Problem statement: Convert the stretch of the listing below, from the line containing "Can you tell me where the blue" through the end of the listing, into a Markdown table with the columns Row and Line. Give each line its own numbered row, and leave out blank lines.

start Records for the task

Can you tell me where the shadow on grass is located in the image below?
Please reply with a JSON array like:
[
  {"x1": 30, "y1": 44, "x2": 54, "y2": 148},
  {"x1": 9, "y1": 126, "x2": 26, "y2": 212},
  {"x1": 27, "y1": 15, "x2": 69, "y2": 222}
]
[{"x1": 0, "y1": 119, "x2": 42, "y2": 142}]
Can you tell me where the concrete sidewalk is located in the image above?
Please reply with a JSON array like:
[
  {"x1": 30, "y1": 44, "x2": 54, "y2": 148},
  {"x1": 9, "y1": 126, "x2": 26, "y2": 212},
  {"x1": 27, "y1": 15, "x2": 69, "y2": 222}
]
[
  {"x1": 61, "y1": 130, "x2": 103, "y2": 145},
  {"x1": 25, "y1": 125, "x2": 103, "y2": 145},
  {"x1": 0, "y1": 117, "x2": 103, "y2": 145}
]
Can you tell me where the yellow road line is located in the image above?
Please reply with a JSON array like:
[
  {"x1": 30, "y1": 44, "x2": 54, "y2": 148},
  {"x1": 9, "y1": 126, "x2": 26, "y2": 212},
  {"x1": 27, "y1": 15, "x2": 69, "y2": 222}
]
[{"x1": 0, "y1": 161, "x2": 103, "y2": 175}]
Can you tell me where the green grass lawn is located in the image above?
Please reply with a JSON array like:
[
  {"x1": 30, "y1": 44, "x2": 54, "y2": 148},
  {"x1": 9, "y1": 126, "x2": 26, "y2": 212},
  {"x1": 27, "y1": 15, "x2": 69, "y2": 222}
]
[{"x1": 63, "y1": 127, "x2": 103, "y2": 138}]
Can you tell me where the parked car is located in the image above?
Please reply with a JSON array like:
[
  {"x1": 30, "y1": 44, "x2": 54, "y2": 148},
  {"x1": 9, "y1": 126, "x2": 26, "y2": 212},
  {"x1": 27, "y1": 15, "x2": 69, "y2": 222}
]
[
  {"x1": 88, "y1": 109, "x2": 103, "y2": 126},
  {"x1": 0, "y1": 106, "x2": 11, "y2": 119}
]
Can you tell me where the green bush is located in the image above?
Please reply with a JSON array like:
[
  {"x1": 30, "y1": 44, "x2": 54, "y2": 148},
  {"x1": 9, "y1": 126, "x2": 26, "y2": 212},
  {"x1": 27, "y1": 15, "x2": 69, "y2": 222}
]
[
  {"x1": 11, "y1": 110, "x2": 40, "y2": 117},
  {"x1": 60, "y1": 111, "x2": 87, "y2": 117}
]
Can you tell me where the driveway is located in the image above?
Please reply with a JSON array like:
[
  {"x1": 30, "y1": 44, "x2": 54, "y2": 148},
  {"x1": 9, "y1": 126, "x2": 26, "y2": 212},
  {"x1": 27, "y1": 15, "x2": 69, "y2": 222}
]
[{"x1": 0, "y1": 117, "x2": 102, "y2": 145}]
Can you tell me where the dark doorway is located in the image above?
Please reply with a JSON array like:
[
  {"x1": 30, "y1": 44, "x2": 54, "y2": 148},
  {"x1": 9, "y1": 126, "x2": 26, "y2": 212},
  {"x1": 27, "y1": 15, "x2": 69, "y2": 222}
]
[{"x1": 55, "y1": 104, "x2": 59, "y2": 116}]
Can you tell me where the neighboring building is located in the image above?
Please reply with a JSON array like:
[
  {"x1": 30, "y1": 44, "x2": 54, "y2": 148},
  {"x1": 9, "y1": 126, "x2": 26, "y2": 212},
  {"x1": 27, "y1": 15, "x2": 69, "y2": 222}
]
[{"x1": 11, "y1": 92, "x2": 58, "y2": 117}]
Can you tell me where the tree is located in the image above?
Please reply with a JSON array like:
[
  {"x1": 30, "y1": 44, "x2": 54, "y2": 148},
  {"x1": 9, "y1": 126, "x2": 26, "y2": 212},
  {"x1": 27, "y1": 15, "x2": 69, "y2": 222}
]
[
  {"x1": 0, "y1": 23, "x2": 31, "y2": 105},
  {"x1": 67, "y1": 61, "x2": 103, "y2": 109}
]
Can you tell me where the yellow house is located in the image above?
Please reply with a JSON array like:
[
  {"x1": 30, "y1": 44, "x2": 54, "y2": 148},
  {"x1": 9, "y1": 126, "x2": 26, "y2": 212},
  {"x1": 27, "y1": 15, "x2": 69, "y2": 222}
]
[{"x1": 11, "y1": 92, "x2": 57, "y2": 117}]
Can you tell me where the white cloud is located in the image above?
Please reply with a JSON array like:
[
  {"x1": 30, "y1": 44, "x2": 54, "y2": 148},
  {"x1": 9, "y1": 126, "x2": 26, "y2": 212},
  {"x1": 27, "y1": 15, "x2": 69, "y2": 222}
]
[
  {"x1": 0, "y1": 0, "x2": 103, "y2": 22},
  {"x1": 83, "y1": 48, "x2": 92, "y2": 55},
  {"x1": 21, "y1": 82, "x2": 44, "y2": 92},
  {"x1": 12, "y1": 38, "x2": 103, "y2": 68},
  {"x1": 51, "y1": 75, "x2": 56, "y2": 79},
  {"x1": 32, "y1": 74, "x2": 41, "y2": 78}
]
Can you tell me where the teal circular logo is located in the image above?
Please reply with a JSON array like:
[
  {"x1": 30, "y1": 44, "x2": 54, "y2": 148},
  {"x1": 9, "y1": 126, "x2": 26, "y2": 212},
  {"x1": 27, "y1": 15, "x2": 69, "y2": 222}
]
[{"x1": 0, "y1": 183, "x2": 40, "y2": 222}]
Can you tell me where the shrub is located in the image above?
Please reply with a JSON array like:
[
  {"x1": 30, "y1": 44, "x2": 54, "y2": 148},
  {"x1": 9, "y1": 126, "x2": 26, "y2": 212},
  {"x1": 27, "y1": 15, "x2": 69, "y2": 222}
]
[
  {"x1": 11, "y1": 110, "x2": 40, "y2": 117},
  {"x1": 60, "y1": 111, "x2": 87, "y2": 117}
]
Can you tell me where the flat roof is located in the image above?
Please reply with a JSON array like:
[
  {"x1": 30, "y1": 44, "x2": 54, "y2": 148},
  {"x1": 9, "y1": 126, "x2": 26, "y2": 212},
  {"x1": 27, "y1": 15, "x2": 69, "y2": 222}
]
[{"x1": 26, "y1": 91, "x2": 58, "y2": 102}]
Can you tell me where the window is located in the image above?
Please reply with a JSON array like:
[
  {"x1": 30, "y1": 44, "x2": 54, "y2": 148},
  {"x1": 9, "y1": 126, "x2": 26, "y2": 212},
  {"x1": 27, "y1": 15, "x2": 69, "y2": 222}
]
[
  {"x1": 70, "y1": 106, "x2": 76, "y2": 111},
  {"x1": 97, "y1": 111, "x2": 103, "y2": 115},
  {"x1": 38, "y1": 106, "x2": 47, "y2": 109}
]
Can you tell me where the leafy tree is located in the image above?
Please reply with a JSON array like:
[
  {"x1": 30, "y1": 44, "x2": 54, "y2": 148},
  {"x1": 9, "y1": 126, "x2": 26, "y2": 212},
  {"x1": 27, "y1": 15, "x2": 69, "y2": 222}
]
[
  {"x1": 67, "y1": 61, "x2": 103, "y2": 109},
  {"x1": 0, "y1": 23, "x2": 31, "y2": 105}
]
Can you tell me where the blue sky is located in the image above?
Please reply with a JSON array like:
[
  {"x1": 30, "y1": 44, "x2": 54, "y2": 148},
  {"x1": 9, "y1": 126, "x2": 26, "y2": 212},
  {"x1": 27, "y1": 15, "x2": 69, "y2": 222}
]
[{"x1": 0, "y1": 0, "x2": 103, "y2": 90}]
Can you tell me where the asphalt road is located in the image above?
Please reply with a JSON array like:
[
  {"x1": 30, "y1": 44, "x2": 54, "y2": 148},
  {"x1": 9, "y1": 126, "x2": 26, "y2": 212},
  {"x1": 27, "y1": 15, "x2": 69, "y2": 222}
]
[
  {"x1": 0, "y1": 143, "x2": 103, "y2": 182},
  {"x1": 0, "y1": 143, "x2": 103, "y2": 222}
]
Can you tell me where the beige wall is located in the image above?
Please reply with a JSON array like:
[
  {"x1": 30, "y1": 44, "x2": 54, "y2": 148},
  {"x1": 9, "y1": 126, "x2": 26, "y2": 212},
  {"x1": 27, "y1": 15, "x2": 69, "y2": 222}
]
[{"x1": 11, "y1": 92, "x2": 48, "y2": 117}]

end Records for the task

Written answer:
| Row | Line |
|---|---|
| 1 | Can you tell me where the blue sky is located in the image above? |
| 2 | Please reply with a JSON array like: |
| 3 | [ |
| 4 |   {"x1": 30, "y1": 44, "x2": 54, "y2": 148}, |
| 5 |   {"x1": 9, "y1": 126, "x2": 26, "y2": 212}, |
| 6 |   {"x1": 27, "y1": 15, "x2": 69, "y2": 222} |
| 7 | ] |
| 8 | [{"x1": 0, "y1": 0, "x2": 103, "y2": 90}] |
| 9 | Can you tell me where the asphalt road is located in the image above? |
| 10 | Please reply with a JSON array like: |
| 11 | [ |
| 12 |   {"x1": 30, "y1": 44, "x2": 54, "y2": 148}, |
| 13 |   {"x1": 9, "y1": 126, "x2": 26, "y2": 212}, |
| 14 |   {"x1": 27, "y1": 15, "x2": 69, "y2": 222} |
| 15 | ] |
| 16 | [ |
| 17 |   {"x1": 0, "y1": 143, "x2": 103, "y2": 182}, |
| 18 |   {"x1": 0, "y1": 143, "x2": 103, "y2": 222} |
| 19 | ] |
| 20 | Can you tell me where the beige wall is located in the image above? |
| 21 | Please reply with a JSON array like: |
| 22 | [ |
| 23 |   {"x1": 30, "y1": 44, "x2": 54, "y2": 148}, |
| 24 |   {"x1": 9, "y1": 126, "x2": 26, "y2": 212}, |
| 25 |   {"x1": 27, "y1": 15, "x2": 69, "y2": 222} |
| 26 | ] |
| 27 | [{"x1": 11, "y1": 92, "x2": 48, "y2": 117}] |